═════ Information given ═════

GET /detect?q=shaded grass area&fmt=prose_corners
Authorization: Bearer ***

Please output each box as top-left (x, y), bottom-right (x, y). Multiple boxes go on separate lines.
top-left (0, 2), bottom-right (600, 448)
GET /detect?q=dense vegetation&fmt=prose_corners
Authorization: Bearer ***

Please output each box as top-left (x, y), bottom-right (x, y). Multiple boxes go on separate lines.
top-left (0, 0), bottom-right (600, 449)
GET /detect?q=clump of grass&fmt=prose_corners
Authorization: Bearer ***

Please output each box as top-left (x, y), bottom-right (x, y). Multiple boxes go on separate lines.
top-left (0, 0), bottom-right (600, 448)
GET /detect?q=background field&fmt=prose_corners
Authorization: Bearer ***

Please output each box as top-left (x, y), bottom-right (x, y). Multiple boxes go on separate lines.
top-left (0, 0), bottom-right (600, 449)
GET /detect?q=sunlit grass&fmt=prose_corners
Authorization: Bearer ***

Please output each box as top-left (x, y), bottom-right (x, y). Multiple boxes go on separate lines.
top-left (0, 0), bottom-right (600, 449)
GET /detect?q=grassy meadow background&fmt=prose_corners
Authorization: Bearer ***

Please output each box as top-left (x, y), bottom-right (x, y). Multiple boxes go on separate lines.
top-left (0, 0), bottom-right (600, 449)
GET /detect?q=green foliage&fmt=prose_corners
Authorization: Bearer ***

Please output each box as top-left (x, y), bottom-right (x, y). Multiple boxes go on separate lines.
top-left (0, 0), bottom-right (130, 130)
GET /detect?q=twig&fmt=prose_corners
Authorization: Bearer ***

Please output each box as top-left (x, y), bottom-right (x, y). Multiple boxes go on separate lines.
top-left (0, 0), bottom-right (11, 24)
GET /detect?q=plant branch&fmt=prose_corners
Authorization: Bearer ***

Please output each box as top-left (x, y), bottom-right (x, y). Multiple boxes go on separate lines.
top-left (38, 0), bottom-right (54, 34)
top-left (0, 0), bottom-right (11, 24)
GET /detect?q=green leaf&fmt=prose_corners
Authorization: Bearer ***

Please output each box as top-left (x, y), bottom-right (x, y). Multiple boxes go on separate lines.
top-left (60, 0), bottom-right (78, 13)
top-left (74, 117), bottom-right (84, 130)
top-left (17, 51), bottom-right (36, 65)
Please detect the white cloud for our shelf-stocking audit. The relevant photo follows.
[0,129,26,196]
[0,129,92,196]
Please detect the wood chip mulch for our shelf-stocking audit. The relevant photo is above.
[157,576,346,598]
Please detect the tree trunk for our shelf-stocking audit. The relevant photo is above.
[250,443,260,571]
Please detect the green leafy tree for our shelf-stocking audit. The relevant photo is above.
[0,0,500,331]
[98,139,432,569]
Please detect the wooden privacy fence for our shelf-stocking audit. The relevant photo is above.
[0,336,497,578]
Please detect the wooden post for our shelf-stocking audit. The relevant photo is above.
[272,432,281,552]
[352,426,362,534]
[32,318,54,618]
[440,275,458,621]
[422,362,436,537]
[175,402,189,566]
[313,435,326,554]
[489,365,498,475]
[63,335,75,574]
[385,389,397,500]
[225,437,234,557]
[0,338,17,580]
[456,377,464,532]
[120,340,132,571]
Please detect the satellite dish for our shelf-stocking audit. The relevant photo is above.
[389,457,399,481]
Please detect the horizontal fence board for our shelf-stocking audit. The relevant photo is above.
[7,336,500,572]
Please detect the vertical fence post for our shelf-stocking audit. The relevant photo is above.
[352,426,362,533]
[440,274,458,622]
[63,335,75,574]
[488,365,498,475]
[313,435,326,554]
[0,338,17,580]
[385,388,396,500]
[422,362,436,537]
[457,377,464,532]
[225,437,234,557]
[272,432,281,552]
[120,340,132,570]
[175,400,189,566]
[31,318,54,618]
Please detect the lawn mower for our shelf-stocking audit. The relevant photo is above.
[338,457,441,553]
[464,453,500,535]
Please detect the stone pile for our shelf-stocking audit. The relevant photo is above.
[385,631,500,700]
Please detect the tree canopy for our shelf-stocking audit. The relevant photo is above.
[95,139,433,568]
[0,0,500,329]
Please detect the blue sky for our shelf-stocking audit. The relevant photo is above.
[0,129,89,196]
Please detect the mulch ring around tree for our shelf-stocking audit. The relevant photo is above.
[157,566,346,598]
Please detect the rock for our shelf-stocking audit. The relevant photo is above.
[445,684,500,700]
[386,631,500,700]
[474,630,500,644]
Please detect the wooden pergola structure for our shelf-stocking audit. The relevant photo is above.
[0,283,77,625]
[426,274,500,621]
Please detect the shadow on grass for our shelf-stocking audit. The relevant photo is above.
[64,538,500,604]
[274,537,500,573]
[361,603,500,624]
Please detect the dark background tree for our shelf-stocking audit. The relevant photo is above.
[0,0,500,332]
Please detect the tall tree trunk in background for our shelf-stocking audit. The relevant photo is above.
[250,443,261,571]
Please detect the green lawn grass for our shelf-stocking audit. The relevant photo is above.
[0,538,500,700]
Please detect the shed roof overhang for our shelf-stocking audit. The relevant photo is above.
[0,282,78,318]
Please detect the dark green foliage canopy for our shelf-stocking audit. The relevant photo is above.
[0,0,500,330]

═════

Output all preceding records character for character.

*Solution to the exercise*:
GET /detect?q=shaded grass area&fmt=prose_corners
Authorization: Bearer ***

Please output each box as top-left (x, y), bottom-right (x, y). Multiple boxes go on separate lines.
top-left (0, 2), bottom-right (600, 448)
GET /detect?q=dense vegetation&fmt=prose_corners
Authorization: Bearer ***

Please output each box as top-left (x, y), bottom-right (x, y). Multiple boxes go on separate lines.
top-left (0, 0), bottom-right (600, 449)
GET /detect?q=clump of grass&fmt=prose_corners
Authorization: Bearer ***

Please output each box as top-left (x, y), bottom-right (x, y). Multiple boxes go on separate lines.
top-left (0, 0), bottom-right (600, 448)
GET /detect?q=background field&fmt=prose_corners
Authorization: Bearer ***

Please output each box as top-left (x, y), bottom-right (x, y). Multiple boxes go on separate lines.
top-left (0, 0), bottom-right (600, 449)
GET /detect?q=sunlit grass&fmt=prose_corners
Authorization: Bearer ***

Please output each box as top-left (x, y), bottom-right (x, y). Multiple boxes go on separate lines.
top-left (0, 0), bottom-right (600, 449)
GET /detect?q=grassy meadow background&fmt=prose_corners
Authorization: Bearer ***

Please output each box as top-left (x, y), bottom-right (x, y). Multiple boxes go on separate lines.
top-left (0, 0), bottom-right (600, 449)
GET /detect?q=green foliage&fmt=prose_corners
Authorization: Bearer ***

Please output each box as top-left (x, y), bottom-right (x, y). Multiple boxes go on separate lines.
top-left (0, 0), bottom-right (130, 130)
GET /detect?q=twig&fmt=prose_corners
Authorization: Bearer ***

Please output each box as top-left (x, y), bottom-right (x, y). Multiple boxes go on separate lines.
top-left (0, 0), bottom-right (11, 24)
GET /detect?q=plant branch&fmt=prose_corners
Authorization: Bearer ***

Please output each box as top-left (x, y), bottom-right (x, y). Multiple boxes go on separate lines.
top-left (38, 0), bottom-right (54, 34)
top-left (0, 0), bottom-right (11, 24)
GET /detect?q=green leaf&fmt=prose_corners
Authorization: Bearer ***

Please output each box as top-left (x, y), bottom-right (x, y). Multiple boxes go on separate lines.
top-left (60, 0), bottom-right (78, 13)
top-left (74, 117), bottom-right (84, 130)
top-left (17, 51), bottom-right (36, 65)
Please detect the white cloud for our shelf-stocking audit. The relevant photo follows.
[0,129,26,196]
[0,129,92,196]
Please detect the wood chip mulch for our shelf-stocking audit. The relevant photo is above.
[157,576,346,598]
Please detect the tree trunk for our shelf-stocking audit. The relevant photo is above.
[250,443,260,571]
Please detect the green leafy tree for our shelf-stocking audit. The relevant photo is above.
[0,0,500,331]
[98,139,432,569]
Please detect the wooden privacy fence for our shelf-stocking audit. The relevant photo is above.
[0,336,497,578]
Please detect the wooden post for our shelf-stocking audit. The relevant photo is above.
[272,432,281,552]
[352,426,362,534]
[32,318,54,618]
[440,275,458,621]
[422,362,436,537]
[175,402,189,566]
[313,435,326,554]
[489,365,498,475]
[63,335,75,574]
[385,389,397,500]
[225,437,234,557]
[0,338,17,580]
[456,377,464,532]
[120,340,132,571]
Please detect the satellite dish for our shelf-stocking audit. The relevant photo is above.
[389,457,399,481]
Please detect the horizontal fence board for our shelf-stocking audit. The relevant photo is above.
[7,336,500,572]
Please detect the vertical fence post for our shelf-stocking audit. The relevant photo is above.
[352,426,362,533]
[440,274,458,622]
[63,335,75,574]
[488,365,498,475]
[313,435,326,554]
[0,338,17,580]
[385,388,396,500]
[422,362,436,537]
[457,377,464,532]
[225,437,234,557]
[272,432,281,552]
[120,340,132,570]
[175,400,189,566]
[31,318,54,618]
Please detect the lawn mower for our shelf-stocking audit. The relevant photo is above.
[338,457,441,553]
[464,453,500,535]
Please detect the stone pile for our shelf-stocking audit. The relevant photo is above.
[385,631,500,700]
Please detect the tree canopy for our shelf-stocking audit. The relevant photo is above.
[95,139,433,568]
[0,0,500,329]
Please detect the blue sky for our shelf-stocking audit. The relevant photo is above.
[0,129,89,196]
Please detect the mulch ring around tree for our shelf-stocking audit. The relevant photo is above.
[157,566,346,598]
Please detect the rock for our shelf-stocking audit. The relevant photo is above.
[445,684,500,700]
[386,631,500,700]
[474,630,500,644]
Please detect the wooden pergola structure for our shelf-stocking audit. The relevant photo is above.
[0,283,77,625]
[426,274,500,621]
Please detect the shadow on grass for our shelf-stocking audit. The relevant photo is above.
[64,538,500,604]
[274,537,500,573]
[361,603,500,624]
Please detect the dark background tree for our shelf-stocking audit. The relevant photo is above.
[0,0,500,332]
Please detect the tall tree trunk in background for our shelf-stocking audit. The relevant photo is above.
[250,443,261,571]
Please detect the green lawn grass for our shelf-stocking audit. The relevant photo is above.
[0,538,500,700]
Please detect the shed roof overhang for our shelf-stocking audit. The relevant photo is above.
[0,282,78,318]
Please detect the dark green foliage canopy for our shelf-stocking audit. The relevant photo is above.
[0,0,500,330]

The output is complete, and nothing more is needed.